Excerpted passage:
-----

The amount of time to transmit an image to a screen doesn't necessarily limit the frame rate. The computer doesn't have to wait for one frame to be completely drawn onto the screen of the headset before it can send the next one. In this case, for example, the system might spend several milliseconds compressing the current frame, a few more transmitting it, and then another few milliseconds uncompressing it on the headset's end. While the headset is uncompressing one frame, it could be receiving the next. One frame doesn't have to be completely out of the transmission pipeline before the next enters it. Of course, you'll still want to keep the latency as low as possible, since if there's too much delay it could make people nauseous, though presumably such a device could use onboard hardware to pan and scale the image after it's received it to better match the headset's current positional data.



That's not exactly a good comparison, since games perform various lag-compensation techniques to hide latency. Your own movements and actions in an online game shouldn't show any additional delay at all, since the game doesn't bother checking with the server before updating those kinds of things on your end. Even for the movement of other players, well-designed netcode will use predictive techniques to estimate what their approximate position should be without having to check every frame, then adjust for any discrepancies as seamlessly as possible as their actual location data arrives. This tends to hide network latency pretty well most of the time, though sometimes those guesses can be slightly inaccurate, resulting in situations where it looks like you shot a player, for example, but they don't get hit, or where the hits from a player shooting you don't register until you're already behind cover. You might not directly see this latency, but that's largely because the game is doing its best to hide it.

-----

Information provided:
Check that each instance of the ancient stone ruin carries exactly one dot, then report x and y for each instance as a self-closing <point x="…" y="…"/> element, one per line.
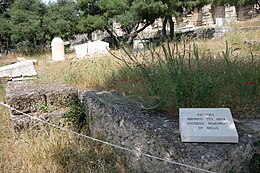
<point x="57" y="48"/>
<point x="126" y="124"/>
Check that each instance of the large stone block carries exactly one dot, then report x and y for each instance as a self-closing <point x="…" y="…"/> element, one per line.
<point x="30" y="97"/>
<point x="57" y="47"/>
<point x="19" y="69"/>
<point x="126" y="124"/>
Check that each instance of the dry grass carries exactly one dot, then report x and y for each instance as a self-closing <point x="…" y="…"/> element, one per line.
<point x="52" y="151"/>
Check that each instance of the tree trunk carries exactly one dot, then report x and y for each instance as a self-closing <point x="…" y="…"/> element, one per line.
<point x="115" y="40"/>
<point x="164" y="27"/>
<point x="171" y="27"/>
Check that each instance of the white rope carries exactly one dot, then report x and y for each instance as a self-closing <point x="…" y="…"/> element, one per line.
<point x="107" y="143"/>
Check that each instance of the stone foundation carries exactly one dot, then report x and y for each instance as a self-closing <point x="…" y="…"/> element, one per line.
<point x="126" y="124"/>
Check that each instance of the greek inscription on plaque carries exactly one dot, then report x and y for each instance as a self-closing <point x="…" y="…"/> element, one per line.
<point x="207" y="125"/>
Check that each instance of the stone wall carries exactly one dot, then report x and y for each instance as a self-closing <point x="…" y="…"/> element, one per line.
<point x="126" y="124"/>
<point x="45" y="101"/>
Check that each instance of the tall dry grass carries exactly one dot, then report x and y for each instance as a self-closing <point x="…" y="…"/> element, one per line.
<point x="49" y="150"/>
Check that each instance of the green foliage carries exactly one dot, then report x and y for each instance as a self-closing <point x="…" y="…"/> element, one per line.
<point x="172" y="79"/>
<point x="26" y="18"/>
<point x="60" y="19"/>
<point x="77" y="114"/>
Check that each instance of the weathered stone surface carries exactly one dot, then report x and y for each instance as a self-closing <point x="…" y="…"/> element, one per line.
<point x="21" y="59"/>
<point x="126" y="124"/>
<point x="30" y="97"/>
<point x="57" y="48"/>
<point x="20" y="123"/>
<point x="91" y="48"/>
<point x="19" y="69"/>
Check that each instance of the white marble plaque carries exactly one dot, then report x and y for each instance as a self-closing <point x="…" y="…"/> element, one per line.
<point x="207" y="125"/>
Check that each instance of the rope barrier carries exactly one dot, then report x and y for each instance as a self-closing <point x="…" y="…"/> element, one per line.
<point x="107" y="143"/>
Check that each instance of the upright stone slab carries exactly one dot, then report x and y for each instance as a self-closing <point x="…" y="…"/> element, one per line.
<point x="207" y="125"/>
<point x="57" y="47"/>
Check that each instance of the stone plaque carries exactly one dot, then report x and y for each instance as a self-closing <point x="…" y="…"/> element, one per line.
<point x="207" y="125"/>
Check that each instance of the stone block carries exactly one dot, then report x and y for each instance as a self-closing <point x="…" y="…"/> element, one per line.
<point x="19" y="69"/>
<point x="207" y="125"/>
<point x="126" y="124"/>
<point x="57" y="48"/>
<point x="30" y="97"/>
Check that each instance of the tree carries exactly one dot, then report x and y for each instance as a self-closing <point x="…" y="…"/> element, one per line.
<point x="5" y="34"/>
<point x="133" y="15"/>
<point x="27" y="20"/>
<point x="60" y="20"/>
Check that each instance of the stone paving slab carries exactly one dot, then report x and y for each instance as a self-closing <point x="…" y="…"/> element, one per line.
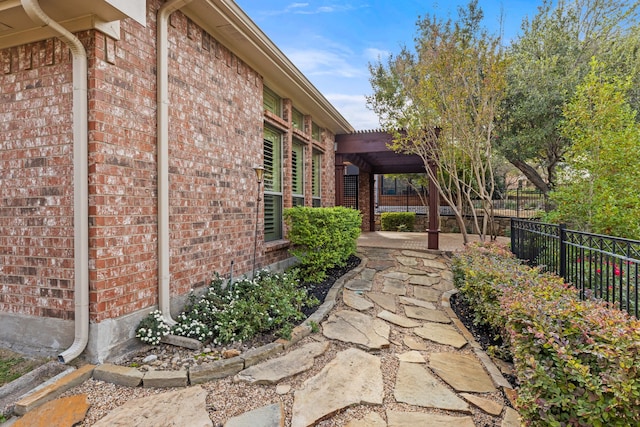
<point x="489" y="406"/>
<point x="386" y="301"/>
<point x="372" y="419"/>
<point x="424" y="280"/>
<point x="422" y="313"/>
<point x="394" y="287"/>
<point x="427" y="294"/>
<point x="462" y="372"/>
<point x="416" y="386"/>
<point x="417" y="254"/>
<point x="359" y="285"/>
<point x="414" y="301"/>
<point x="405" y="322"/>
<point x="412" y="356"/>
<point x="182" y="407"/>
<point x="357" y="328"/>
<point x="430" y="263"/>
<point x="396" y="275"/>
<point x="330" y="391"/>
<point x="407" y="261"/>
<point x="414" y="419"/>
<point x="62" y="412"/>
<point x="267" y="416"/>
<point x="414" y="344"/>
<point x="164" y="379"/>
<point x="117" y="374"/>
<point x="292" y="363"/>
<point x="442" y="334"/>
<point x="368" y="274"/>
<point x="356" y="301"/>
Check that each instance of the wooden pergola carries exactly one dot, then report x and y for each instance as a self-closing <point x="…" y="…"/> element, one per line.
<point x="368" y="150"/>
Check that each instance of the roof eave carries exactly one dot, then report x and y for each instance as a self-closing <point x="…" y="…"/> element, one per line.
<point x="228" y="23"/>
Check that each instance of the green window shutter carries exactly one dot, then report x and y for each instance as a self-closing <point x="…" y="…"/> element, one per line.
<point x="316" y="165"/>
<point x="315" y="131"/>
<point x="297" y="120"/>
<point x="272" y="185"/>
<point x="272" y="161"/>
<point x="271" y="102"/>
<point x="272" y="217"/>
<point x="297" y="172"/>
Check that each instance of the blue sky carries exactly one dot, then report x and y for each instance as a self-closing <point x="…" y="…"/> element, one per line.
<point x="332" y="42"/>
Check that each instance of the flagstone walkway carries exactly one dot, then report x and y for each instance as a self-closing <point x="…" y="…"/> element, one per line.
<point x="403" y="360"/>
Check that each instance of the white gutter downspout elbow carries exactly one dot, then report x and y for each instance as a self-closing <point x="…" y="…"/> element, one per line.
<point x="80" y="178"/>
<point x="164" y="275"/>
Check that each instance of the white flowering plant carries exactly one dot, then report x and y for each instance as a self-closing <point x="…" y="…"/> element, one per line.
<point x="270" y="302"/>
<point x="152" y="328"/>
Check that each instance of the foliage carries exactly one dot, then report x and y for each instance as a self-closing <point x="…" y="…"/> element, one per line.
<point x="547" y="63"/>
<point x="578" y="362"/>
<point x="602" y="193"/>
<point x="322" y="238"/>
<point x="441" y="103"/>
<point x="397" y="221"/>
<point x="224" y="314"/>
<point x="152" y="328"/>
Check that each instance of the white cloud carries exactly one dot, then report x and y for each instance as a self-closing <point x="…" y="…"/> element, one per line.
<point x="354" y="109"/>
<point x="375" y="54"/>
<point x="318" y="62"/>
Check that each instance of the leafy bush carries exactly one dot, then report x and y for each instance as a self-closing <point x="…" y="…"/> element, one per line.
<point x="578" y="362"/>
<point x="269" y="302"/>
<point x="322" y="238"/>
<point x="397" y="221"/>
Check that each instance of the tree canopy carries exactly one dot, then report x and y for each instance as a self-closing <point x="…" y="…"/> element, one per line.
<point x="547" y="62"/>
<point x="448" y="87"/>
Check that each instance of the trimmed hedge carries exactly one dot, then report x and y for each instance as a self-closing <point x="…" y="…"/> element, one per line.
<point x="578" y="362"/>
<point x="322" y="238"/>
<point x="397" y="221"/>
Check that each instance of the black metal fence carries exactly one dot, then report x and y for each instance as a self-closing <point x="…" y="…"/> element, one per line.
<point x="598" y="266"/>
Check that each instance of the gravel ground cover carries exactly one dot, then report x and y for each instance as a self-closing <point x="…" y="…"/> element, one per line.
<point x="227" y="398"/>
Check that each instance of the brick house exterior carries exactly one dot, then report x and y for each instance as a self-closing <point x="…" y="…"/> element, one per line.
<point x="219" y="66"/>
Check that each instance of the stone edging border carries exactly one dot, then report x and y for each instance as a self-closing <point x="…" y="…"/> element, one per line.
<point x="132" y="377"/>
<point x="493" y="371"/>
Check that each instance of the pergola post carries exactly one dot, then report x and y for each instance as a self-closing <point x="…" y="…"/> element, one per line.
<point x="339" y="179"/>
<point x="434" y="210"/>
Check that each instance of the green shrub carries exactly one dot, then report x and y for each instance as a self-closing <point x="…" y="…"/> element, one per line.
<point x="397" y="221"/>
<point x="578" y="362"/>
<point x="269" y="302"/>
<point x="322" y="238"/>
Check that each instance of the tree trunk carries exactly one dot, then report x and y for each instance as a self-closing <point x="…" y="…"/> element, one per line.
<point x="532" y="175"/>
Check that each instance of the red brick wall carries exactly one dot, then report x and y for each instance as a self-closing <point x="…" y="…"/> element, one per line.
<point x="122" y="171"/>
<point x="215" y="127"/>
<point x="36" y="174"/>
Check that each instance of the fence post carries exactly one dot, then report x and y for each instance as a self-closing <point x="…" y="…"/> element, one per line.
<point x="514" y="248"/>
<point x="563" y="251"/>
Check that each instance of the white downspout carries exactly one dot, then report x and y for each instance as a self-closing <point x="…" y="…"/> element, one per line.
<point x="80" y="178"/>
<point x="164" y="276"/>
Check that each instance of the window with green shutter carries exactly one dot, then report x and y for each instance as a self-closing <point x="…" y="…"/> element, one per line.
<point x="297" y="120"/>
<point x="271" y="102"/>
<point x="315" y="131"/>
<point x="272" y="185"/>
<point x="316" y="165"/>
<point x="297" y="173"/>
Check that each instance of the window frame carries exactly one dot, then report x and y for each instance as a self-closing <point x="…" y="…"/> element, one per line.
<point x="316" y="177"/>
<point x="270" y="98"/>
<point x="273" y="186"/>
<point x="298" y="151"/>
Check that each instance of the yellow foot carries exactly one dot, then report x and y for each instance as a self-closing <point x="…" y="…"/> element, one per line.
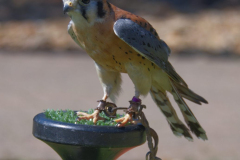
<point x="124" y="120"/>
<point x="94" y="116"/>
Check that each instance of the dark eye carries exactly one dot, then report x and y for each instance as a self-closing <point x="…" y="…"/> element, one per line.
<point x="85" y="1"/>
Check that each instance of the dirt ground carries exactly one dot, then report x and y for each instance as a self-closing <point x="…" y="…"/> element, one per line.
<point x="31" y="83"/>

-----

What the task asks:
Answer these questions from the passage on latency:
(a) While the headset is uncompressing one frame, what could it be receiving?
(b) What could happen to people if there is too much delay?
(c) What does well-designed netcode use to estimate the approximate position of other players?
The items above are separate material, unrelated to the passage on latency.

Output for this task:
(a) The next frame.
(b) It could make them nauseous.
(c) Predictive techniques.